▶ **WHAT THIS EXERCISE ASKS**:
a – In the text on Microsoft's strategy below, condense the paragraph beginning "Turner is still talking about devices" into a shorter version that keeps its main facts.
b – Reproduce the passage of the text on Microsoft's strategy below between "Nadella was clear" and "at the center.", inclusive.

▶ **SELECTED TEXT**:
Turner is still talking about devices, and it’s really too bad, because the real opportunity is in the 86%. Microsoft already has software and services like Skype, Bing, and OneDrive that work right now on 100% of that pie; it’s only a matter of time until the same can be said for Office. That is the opportunity; to even think about the share of devices, particularly at the executive level, is to handicap Microsoft’s greatest chance for growth before it even truly gets started. It’s not just that Windows is no longer Office’s only market that matters; it’s that Windows and Microsoft’s devices focus is actively damaging Office’s prospects.
And so we are back to Nadella’s memo. In contrast to Ballmer’s anything-but-“focus,” Nadella was quite specific:
More recently, we have described ourselves as a “devices and services” company. While the devices and services description was helpful in starting our transformation, we now need to hone in on our unique strategy.
At our core, Microsoft is the productivity and platform company for the mobile-first and cloud-first world. We will reinvent productivity to empower every person and every organization on the planet to do more and achieve more.
Nadella was clear that focusing on “every person” meant focusing on every device as well:
[Microsoft’s productivity apps] will be built for other ecosystems so as people move from device to device, so will their content and the richness of their services – it’s one way we keep people, not devices, at the center.
This is exactly right. Nadella is making a choice here: productivity as a single unifying principle, and by extension, services based on people, not differentiation based on devices. Moreover, it’s a far more difficult and brave choice – obvious though it may be – than outside observers could likely understand. It was only a little over a year ago that Ballmer declared, “Nothing is more important at Microsoft than Windows.”

▶ **DATA ENTRIES**:
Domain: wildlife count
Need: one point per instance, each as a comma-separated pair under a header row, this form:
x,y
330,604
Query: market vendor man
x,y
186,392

▶ **THE REPLIES**:
a – Turner still focuses on devices, which is unfortunate because the real opportunity lies in the 86%. Microsoft's Skype, Bing, and OneDrive already work across that entire market, and Office will soon do the same. Concern with device share, especially among executives, handicaps Microsoft's best chance for growth. Windows is no longer the only market that matters for Office, and the focus on Windows and Microsoft's devices is actively damaging Office's prospects.

b –
Nadella was clear that focusing on “every person” meant focusing on every device as well:
[Microsoft’s productivity apps] will be built for other ecosystems so as people move from device to device, so will their content and the richness of their services – it’s one way we keep people, not devices, at the center.